◆ **ACTIVITIES**
1. According to the summary of the Diversity Access Team's advance care planning research, for which community is advance care planning a taboo topic for many members?
2. Pick up the summary of the Diversity Access Team's advance care planning research at the point where it ends, and continue it.

◆ **SELECTED EXCERPT**
++++++++++++++++++++

Diversity Access Team

COVID-19 experiences and Advance Care Planning (ACP) among Older Canadians: influence of age, gender and sexual orientation

Research:

Canada is a multi-cultural country. Culture has an impact on patients’ and families’ perspective on health, dying and death, communication patterns, appropriate interventions, and the role of others (and who they might be) in late life problem solving and decision making relating to care. The DAT aims to address low completion rates of advance care directives and other ACP documents and EOL care preference discussions by:
exploring the level of ACP knowledge and readiness in our target populations (benefits, challenges, scope; their concerns related to EOL planning).
Increasing cultural relevance of approaches and tools supporting ACP – specifically, workbooks that offer information about ACP, and prompt users to initiate an ACP process, which includes thinking about their values and preferences for EOL care, choosing a decision maker, and communicating these preferences to a selected person

The Diversity Access Team (DAT) is exploring challenges related to participating in advance care planning (ACP) among members of the LGBT community and some ethnic groups.
Focus groups and education sessions were held with community-based adults age 55+ and with care facility residents, staff, and families in BC, QU, and NS. Participants were introduced to ACP tools and asked to provide feedback on their relevance for their minority group. We also interviewed primary care physicians and hospitalists having 15% or more of the patients in their practice being older adults from South Asian, Chinese, and/or LGBT populations.

Key findings:

Action is needed to mobilize marginalized groups and ethnic minorities to complete ACP documents and engage in goals of care conversations with appropriate others. The first step is basic education about what ACP is and is not. Based on our focus groups, it is clear that the topic of ACP is not well understood by members of the South Asian community, and is a taboo topic for many in the Chinese community.

Recommendations:

Primary Care Sector:

  • A series of ZOOM/town hall meetings to spread the concept, using words and images that resonate with the particular community targeted
  • Distribute workbooks free of charge

Long Term Care Sector:

  • A series of public meetings directed to residents and families identifying who in the care home they should talk to about ACP
  • A series of training sessions for staff to improve their understanding of cultural prohibitions, language, religion of the major ethnic minority groups in their facility and understanding the relationship differences in the LGBT community e.g. families of choice.

++++++++++++++++++++

◆ **DATASET CONTENT**
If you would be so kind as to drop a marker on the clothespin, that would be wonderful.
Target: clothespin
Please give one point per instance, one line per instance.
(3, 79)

++++++++++++++++++++

◆ **RESULTS FOR EACH TASK**
1. The Chinese community.

2.
  • Greater responsiveness to where, when and how ACP, including document completion, takes place with more inclusive language and presentation

Hospital Sector:

  • A CME series to improve hospitalists’ understanding of cultural prohibitions, language, religion of the major ethnic minority groups in their catchment area and understanding the relationship differences in the LGBT community e.g., families of choice.

Publications:

Beringer, R., Gutman, G., and de Vries, B. (2021). Exploring and promoting advance care planning among Lesbian, Gay, Bisexual, Transgender and Queer (LGBTQ) older adults living in non-metropolitan British Columbia. Journal of Gay and Lesbian Social Services. Published online Feb 16, 2021

Howard M, Elston D, De Vries B, Kaasalainen S, Gutman G, Swinton M, Carter R, Sussman T, Barwich D, Urquhart R, Jayaraman D, Munene P, You J. (2020). Implementing Advance Care Planning Tools in Practice: A Modified World Café to Elicit Barriers and Recommendations from Potential Adopters. Accepted for publication by Healthcare Quarterly, Dec 2020.

Dube D, Sussman T, Brotman S, de Vries B, Gutman G. Advance Care Planning among Older Gay Men Living with HIV in Montreal, Canada: Challenges to Thinking and Talking about Future Care. J Homosex. 2021 Jan 12:1-17.

Beringer R, Gutman G, and de Vries, B. Exploring and promoting advancing advance care planning among Lesbian, Gay, Bisexual, Transgender and Queer (LGBTQ) older adults living in non-metropolitan British Columbia. Accepted for Publication by the Journal of Gay and Lesbian Social Services.

Principal Investigator:

Gloria GutmanGloria Gutman, PhD, FCAHS, C.M., O.B.C., LLD(Hon.)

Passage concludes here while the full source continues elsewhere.